* TEXT SECTION
>> Begin

Land-Use and Land-Cover (LULC) mapping is often mentioned as one concept. However, it is important to note the difference between Land-Use and Land-Cover. Land-Use is determined by human activities, while Land-Cover is the consequence of the natural biotic and abiotic environment. Although in an age of climate change (and global rising CO2 levels and temperatures) few places are truly free of human influence this nuance remains noteworthy. In this chapter I will focus mostly on the Land-Cover aspect (the natural environment).

7.1 Unsupervised machine learning

Working of the concept as demonstrated in Figure 7.1 we can use the spectral and temporal information across the landscape to classify a Swiss alpine scene into locations which have little seasonality and those which have some. For example you can calculate the mean and standard deviation of a full year and see how much variability you see across a year. Regions with a low LAI signal with little variability are most likely not associated with vegetation (e.g. glaciers, see Figure 7.1). Classification of data in different classes (or clustering) can be accomplished using various methods. Clustering can either be unsupervised, where clustering is only defined by the number of classes one wants to divide the (multi-dimensional) dataset into, with no reference data to compare the results to.

In this example I use an unsupervised machine learning approach, called k-means clustering, to divide the dataset into two or more classes. These classes are clustered in a way which minimizes within-cluster variances, i.e. it ensures that pixels will look similar to each other (given a target number of clusters k to divide the dataset into).

>> End

* ENTRIES SUPPLIED
>> Begin

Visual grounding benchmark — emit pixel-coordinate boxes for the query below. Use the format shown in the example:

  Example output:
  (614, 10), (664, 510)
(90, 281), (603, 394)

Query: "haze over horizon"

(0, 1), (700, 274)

>> End
>> Begin

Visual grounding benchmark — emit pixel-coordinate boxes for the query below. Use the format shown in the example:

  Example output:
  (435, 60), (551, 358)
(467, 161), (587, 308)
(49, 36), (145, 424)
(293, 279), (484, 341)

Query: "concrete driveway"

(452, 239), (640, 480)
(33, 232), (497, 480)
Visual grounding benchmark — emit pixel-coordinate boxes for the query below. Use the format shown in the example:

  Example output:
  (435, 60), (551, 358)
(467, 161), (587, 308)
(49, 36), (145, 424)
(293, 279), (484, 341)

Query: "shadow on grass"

>> End
>> Begin

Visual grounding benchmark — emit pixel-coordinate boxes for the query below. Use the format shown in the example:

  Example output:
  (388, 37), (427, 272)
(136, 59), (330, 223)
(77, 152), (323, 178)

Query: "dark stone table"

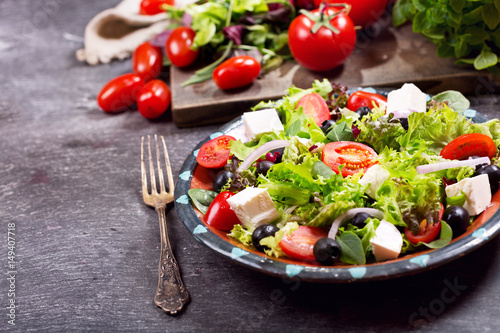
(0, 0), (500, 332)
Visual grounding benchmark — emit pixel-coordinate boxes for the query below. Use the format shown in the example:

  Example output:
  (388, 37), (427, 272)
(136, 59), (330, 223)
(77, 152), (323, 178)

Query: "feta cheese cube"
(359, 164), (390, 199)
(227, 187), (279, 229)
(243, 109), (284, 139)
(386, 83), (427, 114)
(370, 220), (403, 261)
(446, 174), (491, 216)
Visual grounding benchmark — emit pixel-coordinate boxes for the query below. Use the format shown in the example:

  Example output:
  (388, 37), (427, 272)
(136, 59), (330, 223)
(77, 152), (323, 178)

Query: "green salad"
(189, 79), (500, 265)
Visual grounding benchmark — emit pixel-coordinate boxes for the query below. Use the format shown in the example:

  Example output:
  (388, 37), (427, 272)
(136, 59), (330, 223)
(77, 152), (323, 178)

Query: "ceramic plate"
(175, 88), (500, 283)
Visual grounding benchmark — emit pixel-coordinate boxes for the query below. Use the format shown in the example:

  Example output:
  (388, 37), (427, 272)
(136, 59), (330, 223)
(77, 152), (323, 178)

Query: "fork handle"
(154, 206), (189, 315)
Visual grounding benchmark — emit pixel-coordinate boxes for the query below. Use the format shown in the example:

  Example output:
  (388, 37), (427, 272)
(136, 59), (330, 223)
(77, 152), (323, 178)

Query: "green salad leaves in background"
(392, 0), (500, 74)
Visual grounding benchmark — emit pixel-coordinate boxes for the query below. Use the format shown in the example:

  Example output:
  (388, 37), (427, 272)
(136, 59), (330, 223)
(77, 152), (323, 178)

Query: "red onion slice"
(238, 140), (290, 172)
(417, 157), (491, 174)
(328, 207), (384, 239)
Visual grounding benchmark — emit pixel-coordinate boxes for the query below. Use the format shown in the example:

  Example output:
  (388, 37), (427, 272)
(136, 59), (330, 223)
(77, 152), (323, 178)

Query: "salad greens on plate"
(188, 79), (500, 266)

>> End

* GOALS
1 - Summarize the land-cover mapping text in two sentences.
2 - Quote the stretch of the land-cover mapping text from "In this example" through "the dataset into).".

* SOLVED TASKS
1 - Land-Use, which is determined by human activities, differs from Land-Cover, which results from the natural biotic and abiotic environment, and the chapter focuses mostly on Land-Cover. Spectral and temporal information can be used to separate a Swiss alpine scene into places with little seasonality and places with some, and an unsupervised k-means clustering approach needs only a target number of classes to divide the data so that pixels within each cluster look similar.

2 -
In this example I use an unsupervised machine learning approach, called k-means clustering, to divide the dataset into two or more classes. These classes are clustered in a way which minimizes within-cluster variances, i.e. it ensures that pixels will look similar to each other (given a target number of clusters k to divide the dataset into).